▶ Text:

↓

"Wenn man Jugendliche heute fragt, dann ist die Zeit des Nationalsozialismus für sie ungefähr der des Mittelalters gleichgestellt", erklärt der Nürnberger Theaterpädagoge Jean Francois Drozak. "Es ist für sie also sehr, sehr weit weg. Deshalb müssen wir Erinnerungskultur so gestalten, dass es sie als Zielgruppe anspricht."

Sonderausstellung und Comicband

Die Entstehungsgeschichte der Sonderausstellung und des Comicbands "Jesuran - eine jüdische Familiengeschichte" zeigt, wie das funktionieren kann. Sie beschreiben den Lebensweg einer jüdischen Familie von Warschau und Galizien nach Nürnberg. Von dort flüchtete sie 1933 nach Brüssel und musste ihr Haus unter Wert verkaufen.

↑

▶ Aufgabenstellung: Schreibe den Text über die Ausstellung „Jesuran“ nach seinem letzten Satz weiter. Die Zeilen haben mit dem Text über die Ausstellung „Jesuran“ nichts zu tun.

▶ Vorliegende Daten:
↓

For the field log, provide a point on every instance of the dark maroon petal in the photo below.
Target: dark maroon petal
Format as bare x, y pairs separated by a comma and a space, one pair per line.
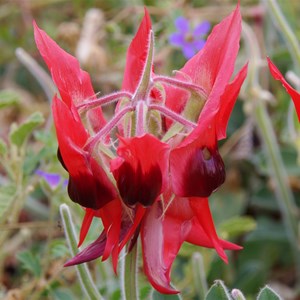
141, 169
204, 172
138, 187
196, 171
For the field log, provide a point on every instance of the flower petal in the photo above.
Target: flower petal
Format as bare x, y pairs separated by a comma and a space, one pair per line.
212, 67
197, 168
53, 179
91, 252
136, 55
86, 223
202, 29
141, 169
152, 237
227, 102
292, 92
88, 185
74, 84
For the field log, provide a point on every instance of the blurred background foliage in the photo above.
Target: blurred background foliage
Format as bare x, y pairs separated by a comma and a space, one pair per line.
32, 243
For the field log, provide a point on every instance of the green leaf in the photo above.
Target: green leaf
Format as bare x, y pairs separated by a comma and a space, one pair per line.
8, 98
158, 296
30, 262
61, 294
236, 226
268, 294
3, 147
7, 197
20, 133
218, 291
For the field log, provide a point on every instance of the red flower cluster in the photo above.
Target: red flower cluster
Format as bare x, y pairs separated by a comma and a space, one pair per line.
156, 182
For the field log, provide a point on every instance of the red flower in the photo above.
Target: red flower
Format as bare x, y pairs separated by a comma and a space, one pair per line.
292, 92
167, 161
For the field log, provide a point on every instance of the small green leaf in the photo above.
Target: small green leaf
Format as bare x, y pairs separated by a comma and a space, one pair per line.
19, 133
268, 294
30, 262
218, 291
3, 147
158, 296
7, 197
8, 98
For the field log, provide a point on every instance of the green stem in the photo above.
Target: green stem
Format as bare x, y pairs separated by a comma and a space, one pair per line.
129, 275
84, 275
288, 34
285, 198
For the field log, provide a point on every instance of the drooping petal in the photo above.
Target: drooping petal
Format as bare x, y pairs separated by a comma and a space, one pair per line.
88, 184
152, 237
136, 55
74, 84
86, 223
195, 225
295, 95
91, 252
141, 169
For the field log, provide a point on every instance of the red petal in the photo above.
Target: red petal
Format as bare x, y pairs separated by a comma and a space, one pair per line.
91, 252
88, 185
136, 55
74, 84
140, 212
227, 102
141, 170
212, 67
86, 223
292, 92
111, 217
152, 237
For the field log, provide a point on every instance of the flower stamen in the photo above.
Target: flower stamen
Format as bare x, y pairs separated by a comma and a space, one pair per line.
172, 115
182, 85
103, 100
107, 128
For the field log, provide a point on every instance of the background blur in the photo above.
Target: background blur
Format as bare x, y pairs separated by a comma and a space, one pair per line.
32, 243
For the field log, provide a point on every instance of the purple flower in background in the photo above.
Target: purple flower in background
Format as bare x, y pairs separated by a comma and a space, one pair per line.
53, 179
188, 39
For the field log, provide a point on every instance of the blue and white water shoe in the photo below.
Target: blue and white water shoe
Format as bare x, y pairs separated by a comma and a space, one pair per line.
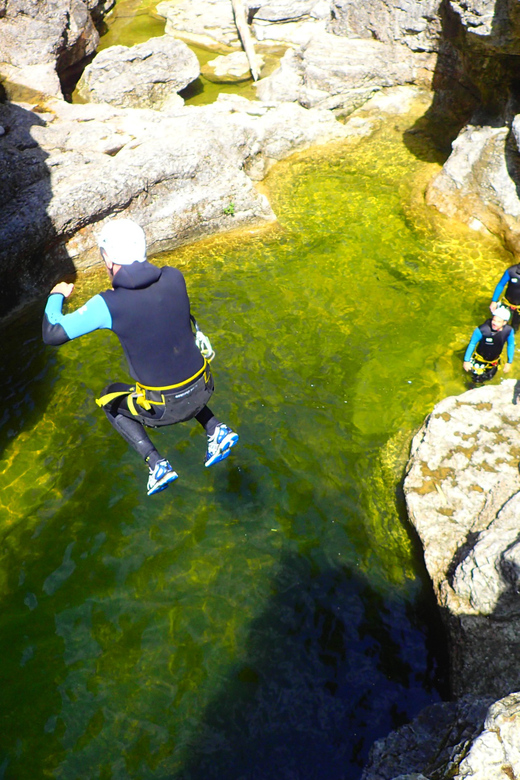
160, 477
219, 445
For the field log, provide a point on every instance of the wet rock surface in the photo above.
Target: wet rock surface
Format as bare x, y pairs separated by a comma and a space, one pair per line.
462, 493
38, 41
470, 738
415, 24
68, 167
142, 76
339, 73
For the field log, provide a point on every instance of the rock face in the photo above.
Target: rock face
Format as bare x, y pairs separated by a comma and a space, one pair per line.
66, 169
142, 76
40, 40
207, 22
462, 492
230, 69
465, 740
463, 496
479, 183
340, 73
415, 24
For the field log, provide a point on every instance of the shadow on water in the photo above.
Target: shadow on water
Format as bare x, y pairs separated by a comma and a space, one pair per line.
329, 667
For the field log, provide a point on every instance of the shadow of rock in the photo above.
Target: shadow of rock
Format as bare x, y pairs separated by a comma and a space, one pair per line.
297, 705
25, 195
476, 73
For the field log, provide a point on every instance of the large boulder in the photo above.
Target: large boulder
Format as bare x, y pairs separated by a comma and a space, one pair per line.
415, 24
479, 183
436, 740
39, 41
462, 493
142, 76
339, 73
471, 739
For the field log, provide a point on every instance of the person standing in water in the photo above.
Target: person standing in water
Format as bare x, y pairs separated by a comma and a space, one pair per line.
149, 310
482, 356
510, 281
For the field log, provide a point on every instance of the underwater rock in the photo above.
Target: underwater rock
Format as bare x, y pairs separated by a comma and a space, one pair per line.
340, 73
141, 76
39, 41
462, 493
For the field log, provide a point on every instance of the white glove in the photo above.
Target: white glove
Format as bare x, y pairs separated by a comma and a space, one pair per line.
204, 344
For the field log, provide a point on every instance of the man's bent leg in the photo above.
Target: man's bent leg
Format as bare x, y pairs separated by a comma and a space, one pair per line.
133, 432
135, 435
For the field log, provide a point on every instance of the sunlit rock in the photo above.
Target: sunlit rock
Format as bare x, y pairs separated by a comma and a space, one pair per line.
480, 181
415, 24
205, 22
231, 68
339, 73
462, 492
143, 76
39, 41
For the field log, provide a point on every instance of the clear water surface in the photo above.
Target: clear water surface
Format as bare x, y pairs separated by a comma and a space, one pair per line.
268, 617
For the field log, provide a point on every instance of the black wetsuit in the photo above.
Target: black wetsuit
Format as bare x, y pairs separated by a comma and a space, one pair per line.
149, 310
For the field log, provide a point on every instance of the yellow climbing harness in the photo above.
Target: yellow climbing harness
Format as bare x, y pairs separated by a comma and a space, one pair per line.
137, 394
483, 365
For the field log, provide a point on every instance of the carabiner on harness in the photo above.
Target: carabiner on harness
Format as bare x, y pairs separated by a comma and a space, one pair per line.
202, 342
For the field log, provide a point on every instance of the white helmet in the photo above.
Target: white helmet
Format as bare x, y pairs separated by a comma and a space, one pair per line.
124, 241
502, 312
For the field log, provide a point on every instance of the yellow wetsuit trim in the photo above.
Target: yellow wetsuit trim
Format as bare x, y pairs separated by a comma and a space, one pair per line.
482, 360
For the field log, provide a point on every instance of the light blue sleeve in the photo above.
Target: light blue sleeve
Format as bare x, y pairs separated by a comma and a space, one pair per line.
511, 346
93, 315
477, 335
500, 286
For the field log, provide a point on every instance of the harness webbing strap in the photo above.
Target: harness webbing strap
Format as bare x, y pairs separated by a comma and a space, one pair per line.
137, 394
480, 359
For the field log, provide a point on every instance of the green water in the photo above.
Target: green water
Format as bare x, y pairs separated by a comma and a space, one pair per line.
268, 617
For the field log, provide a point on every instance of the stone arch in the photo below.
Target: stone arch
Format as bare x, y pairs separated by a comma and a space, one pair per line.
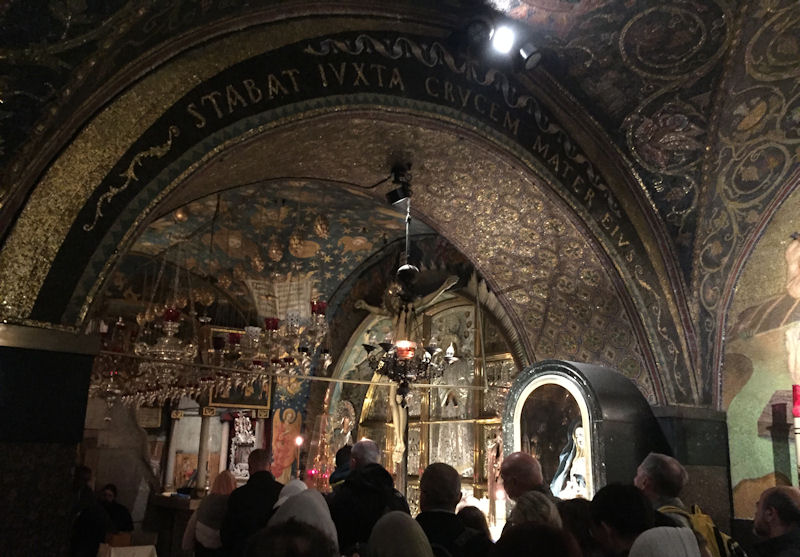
112, 196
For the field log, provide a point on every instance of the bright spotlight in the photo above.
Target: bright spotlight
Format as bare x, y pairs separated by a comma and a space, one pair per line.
503, 39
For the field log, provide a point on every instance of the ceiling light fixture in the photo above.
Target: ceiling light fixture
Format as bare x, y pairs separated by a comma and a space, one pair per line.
503, 38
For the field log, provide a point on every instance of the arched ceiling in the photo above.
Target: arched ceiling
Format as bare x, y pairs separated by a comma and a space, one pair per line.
561, 293
696, 101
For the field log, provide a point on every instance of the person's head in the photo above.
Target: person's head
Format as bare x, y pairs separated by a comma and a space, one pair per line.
292, 487
619, 514
520, 472
530, 538
777, 511
473, 517
108, 493
291, 538
396, 534
660, 475
666, 541
364, 452
343, 456
308, 507
439, 487
533, 506
224, 483
576, 518
259, 461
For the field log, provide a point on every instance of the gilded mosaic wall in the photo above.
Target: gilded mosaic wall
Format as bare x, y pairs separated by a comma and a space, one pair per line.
755, 163
653, 74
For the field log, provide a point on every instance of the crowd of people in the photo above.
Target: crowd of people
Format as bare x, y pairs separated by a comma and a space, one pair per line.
365, 516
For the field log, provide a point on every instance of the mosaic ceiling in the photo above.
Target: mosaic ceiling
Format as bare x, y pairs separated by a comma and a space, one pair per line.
685, 92
262, 232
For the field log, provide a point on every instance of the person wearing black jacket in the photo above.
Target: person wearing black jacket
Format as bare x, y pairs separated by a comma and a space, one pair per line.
439, 493
250, 506
367, 494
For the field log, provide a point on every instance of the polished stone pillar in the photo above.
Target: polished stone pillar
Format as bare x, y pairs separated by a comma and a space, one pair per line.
169, 469
207, 414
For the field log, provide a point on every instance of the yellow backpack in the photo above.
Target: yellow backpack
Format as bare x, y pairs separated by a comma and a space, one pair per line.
718, 543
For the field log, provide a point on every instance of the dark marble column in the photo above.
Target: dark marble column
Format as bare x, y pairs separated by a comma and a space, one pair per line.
699, 440
44, 380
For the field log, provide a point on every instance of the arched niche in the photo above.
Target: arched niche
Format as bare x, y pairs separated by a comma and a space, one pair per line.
552, 397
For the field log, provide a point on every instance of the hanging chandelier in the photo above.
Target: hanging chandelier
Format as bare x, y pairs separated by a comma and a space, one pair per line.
408, 358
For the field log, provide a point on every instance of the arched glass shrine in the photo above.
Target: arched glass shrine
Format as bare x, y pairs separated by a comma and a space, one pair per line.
587, 425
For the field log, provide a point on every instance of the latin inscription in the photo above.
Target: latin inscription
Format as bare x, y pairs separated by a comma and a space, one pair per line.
523, 121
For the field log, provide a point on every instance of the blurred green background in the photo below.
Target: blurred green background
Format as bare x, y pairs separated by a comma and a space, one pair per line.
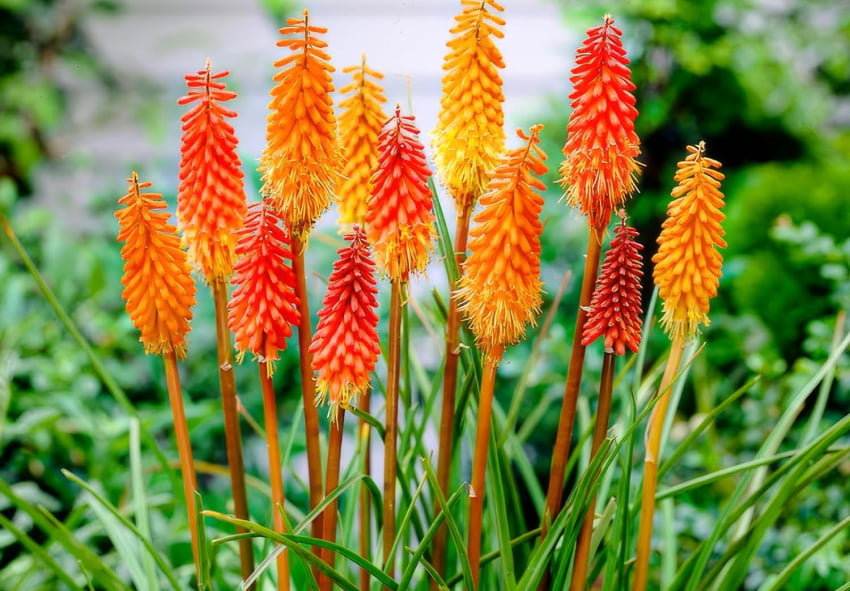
765, 83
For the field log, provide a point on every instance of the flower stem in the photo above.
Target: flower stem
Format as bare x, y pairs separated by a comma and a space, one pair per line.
365, 497
654, 431
447, 414
308, 391
479, 462
331, 482
275, 469
603, 416
563, 439
184, 449
397, 287
232, 435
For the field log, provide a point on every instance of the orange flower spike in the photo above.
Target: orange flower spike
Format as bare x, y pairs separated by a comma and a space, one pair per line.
158, 287
687, 264
599, 171
345, 346
470, 136
359, 127
302, 159
264, 306
399, 216
500, 290
211, 195
615, 309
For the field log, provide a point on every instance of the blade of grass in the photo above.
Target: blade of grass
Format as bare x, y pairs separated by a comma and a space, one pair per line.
140, 502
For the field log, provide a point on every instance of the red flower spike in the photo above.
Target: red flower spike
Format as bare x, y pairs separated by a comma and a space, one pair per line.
345, 345
615, 309
211, 195
158, 286
264, 306
399, 217
600, 167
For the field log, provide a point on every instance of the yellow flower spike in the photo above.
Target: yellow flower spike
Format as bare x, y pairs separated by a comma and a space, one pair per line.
158, 288
359, 127
469, 136
301, 161
688, 264
500, 291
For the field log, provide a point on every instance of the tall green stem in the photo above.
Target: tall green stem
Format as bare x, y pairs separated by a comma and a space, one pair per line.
308, 390
275, 469
447, 414
397, 287
331, 482
600, 430
561, 450
184, 449
479, 462
232, 435
654, 430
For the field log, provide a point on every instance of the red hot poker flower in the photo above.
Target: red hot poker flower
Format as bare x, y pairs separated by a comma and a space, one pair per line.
500, 290
687, 264
345, 346
600, 167
301, 162
399, 217
158, 287
264, 305
359, 127
615, 309
211, 195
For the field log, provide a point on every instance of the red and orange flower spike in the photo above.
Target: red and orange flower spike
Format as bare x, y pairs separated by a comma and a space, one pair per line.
211, 195
300, 164
158, 287
345, 345
687, 264
615, 309
399, 217
470, 136
600, 169
263, 307
500, 291
359, 127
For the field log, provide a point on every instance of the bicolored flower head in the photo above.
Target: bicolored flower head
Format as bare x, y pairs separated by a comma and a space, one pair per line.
158, 287
399, 216
211, 195
500, 290
600, 167
345, 346
688, 264
359, 127
264, 306
301, 161
615, 308
470, 135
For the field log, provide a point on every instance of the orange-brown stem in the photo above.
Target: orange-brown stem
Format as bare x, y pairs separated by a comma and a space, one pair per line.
232, 436
654, 430
563, 439
331, 482
275, 469
365, 497
479, 462
184, 449
600, 430
397, 287
447, 414
564, 436
308, 389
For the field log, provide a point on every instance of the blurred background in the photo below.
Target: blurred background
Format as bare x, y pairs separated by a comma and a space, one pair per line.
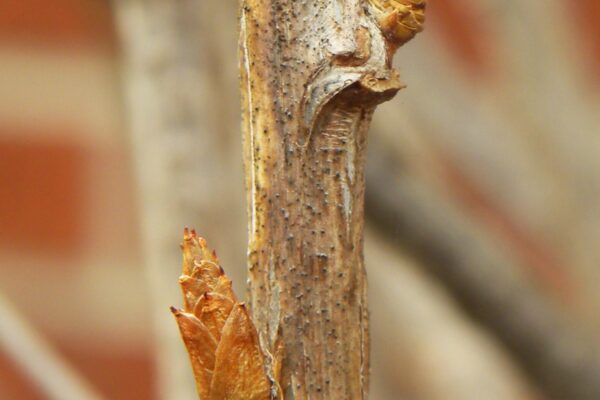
119, 124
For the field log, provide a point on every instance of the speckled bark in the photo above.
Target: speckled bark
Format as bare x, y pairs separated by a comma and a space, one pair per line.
312, 74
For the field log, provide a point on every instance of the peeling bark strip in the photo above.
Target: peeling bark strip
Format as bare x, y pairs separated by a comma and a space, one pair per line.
312, 73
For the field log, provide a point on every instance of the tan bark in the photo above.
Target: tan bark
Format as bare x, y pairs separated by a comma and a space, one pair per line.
312, 74
179, 84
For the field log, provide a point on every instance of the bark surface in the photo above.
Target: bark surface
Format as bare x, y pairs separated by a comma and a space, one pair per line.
312, 73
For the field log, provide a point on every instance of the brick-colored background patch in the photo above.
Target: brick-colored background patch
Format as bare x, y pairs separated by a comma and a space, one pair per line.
41, 195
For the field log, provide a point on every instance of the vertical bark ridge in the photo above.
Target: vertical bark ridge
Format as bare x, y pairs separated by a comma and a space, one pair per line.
312, 73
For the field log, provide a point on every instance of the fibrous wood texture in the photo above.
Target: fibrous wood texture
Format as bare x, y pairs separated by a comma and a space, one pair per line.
312, 74
179, 84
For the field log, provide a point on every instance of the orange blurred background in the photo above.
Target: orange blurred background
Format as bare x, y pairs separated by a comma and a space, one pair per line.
69, 253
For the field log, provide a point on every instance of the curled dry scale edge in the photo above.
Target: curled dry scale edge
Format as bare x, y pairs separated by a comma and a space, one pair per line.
221, 339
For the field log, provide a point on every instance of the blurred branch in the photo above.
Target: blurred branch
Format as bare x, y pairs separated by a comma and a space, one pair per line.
484, 276
46, 368
181, 121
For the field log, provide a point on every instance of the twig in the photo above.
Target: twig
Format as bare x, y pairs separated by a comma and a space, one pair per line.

↑

▶ Lösung:
Im Juli 2017 besuchte Alain Jesuran, ein Nachfahre das Haus in Nürnberg, in dem seine Großeltern einst gelebt hatten. Das Haus gehört heute der Familie des Theaterpädagogen Drozak. Er hatte das Anwesen gekauft und zu renovieren begonnen, ohne dessen Geschichte zu kennen, erzählt er. Nach der Begegnung mit den Nachkommen der Familie Jesuran stellte er sich viele Fragen: "Gehört dieses Haus den Eigentümern?" oder "Was ist denn damals passiert?" "War das ein krimineller Akt? - und wenn es einen Vertrag gibt, der rechtlich okay ist, so bleibt die Frage, ob das alles ethisch vertretbar ist".

Zwei Jahre lang recherchiert

Die Idee aus der Geschichte der jüdischen Familie einen Comic zu machen, wurde in einem Projekt geboren, das Drozak mit Schülerinnen und Schülern des Nürnberger Dürer-Gymnasium durchgeführt hat. Die Jugendlichen recherchierten im Rahmen eines P-Seminars zwei Jahre lang die Hintergründe der Familiengeschichte.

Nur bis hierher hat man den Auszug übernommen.